== Direction ==
Pull out each line of the data below that contains the exact string "exactly".

== Material ==
◆ ◆ ◆ ◆

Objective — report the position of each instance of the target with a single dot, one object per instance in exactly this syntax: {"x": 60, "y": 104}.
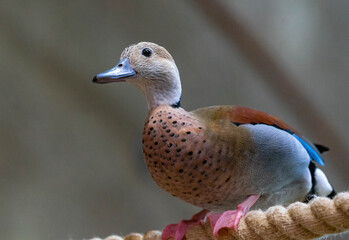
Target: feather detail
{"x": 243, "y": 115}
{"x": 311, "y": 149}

◆ ◆ ◆ ◆

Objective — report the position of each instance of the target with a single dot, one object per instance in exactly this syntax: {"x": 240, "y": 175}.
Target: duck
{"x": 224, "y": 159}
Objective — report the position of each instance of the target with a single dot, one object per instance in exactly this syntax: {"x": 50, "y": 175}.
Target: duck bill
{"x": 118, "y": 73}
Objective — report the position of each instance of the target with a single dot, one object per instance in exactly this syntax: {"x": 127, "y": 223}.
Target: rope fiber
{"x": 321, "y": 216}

◆ ◆ ◆ ◆

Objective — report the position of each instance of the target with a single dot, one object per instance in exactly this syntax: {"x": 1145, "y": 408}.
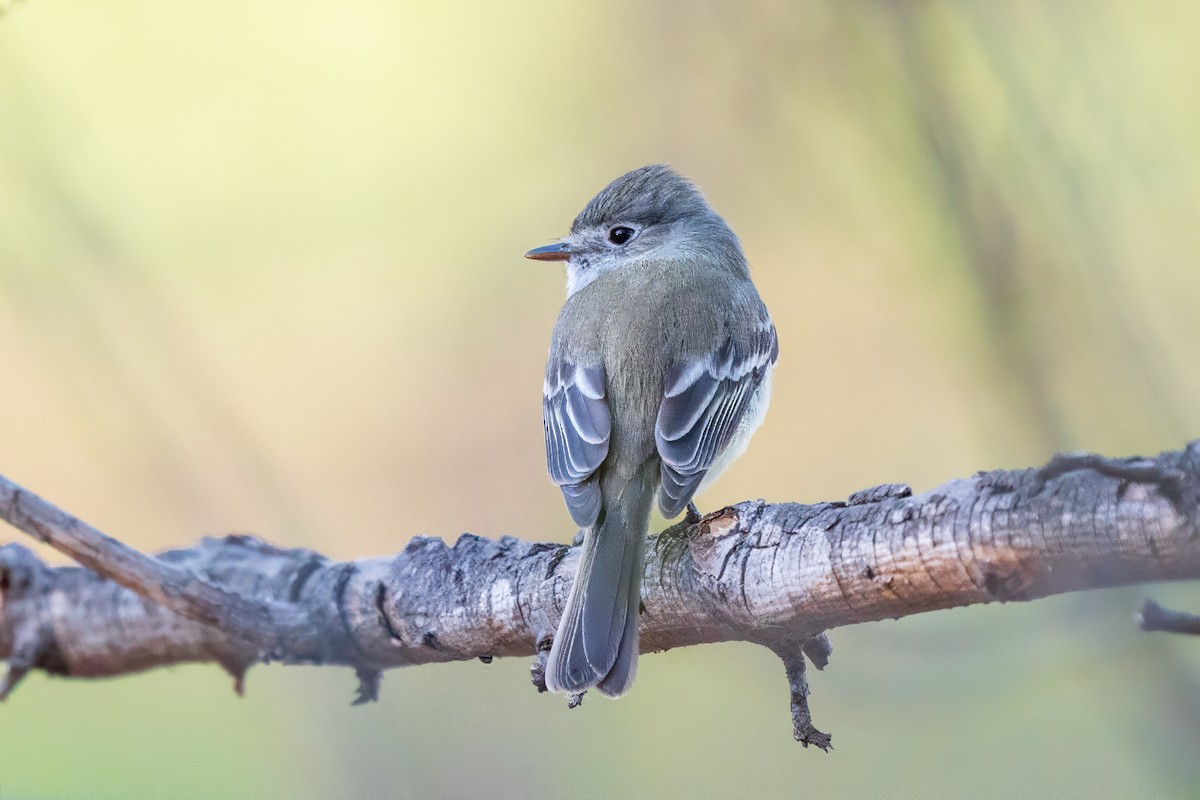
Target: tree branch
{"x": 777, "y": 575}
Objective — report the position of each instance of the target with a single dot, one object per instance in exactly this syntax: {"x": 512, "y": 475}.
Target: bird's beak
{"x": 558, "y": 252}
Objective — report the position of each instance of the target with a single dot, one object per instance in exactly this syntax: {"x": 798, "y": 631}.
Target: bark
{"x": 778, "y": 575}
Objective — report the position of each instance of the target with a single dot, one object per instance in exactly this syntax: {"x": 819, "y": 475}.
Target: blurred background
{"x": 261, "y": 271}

◆ ◆ ◆ ◆

== Final result ==
Objective — report the position of each instance of the target with a single dot, one object per instance in exactly this syntax: {"x": 60, "y": 104}.
Objective — report the position of each instance of the target with a single dot, one object per instance in exactly this syntax: {"x": 240, "y": 175}.
Objective — report the position of each instance of the target with a single dot, one object per instance in exactly this syntax: {"x": 50, "y": 175}.
Objective — report the position of each instance of the target with a single dot, one object per instance in exactly this syntax: {"x": 127, "y": 223}.
Objective — report the position of each instance of the target with a single dot, one object per instance in exactly this syntax: {"x": 1145, "y": 408}.
Objective — report the position of each instance of the target with a single dot, one object per instance in exactly this syntax: {"x": 512, "y": 475}.
Objective — report the position of each instance of the target with a single dot, one object per instance in exactly this syntax: {"x": 798, "y": 631}.
Objective — report the position of each instance of the target with a single dot, one object per instance in exactly this syntax: {"x": 819, "y": 475}.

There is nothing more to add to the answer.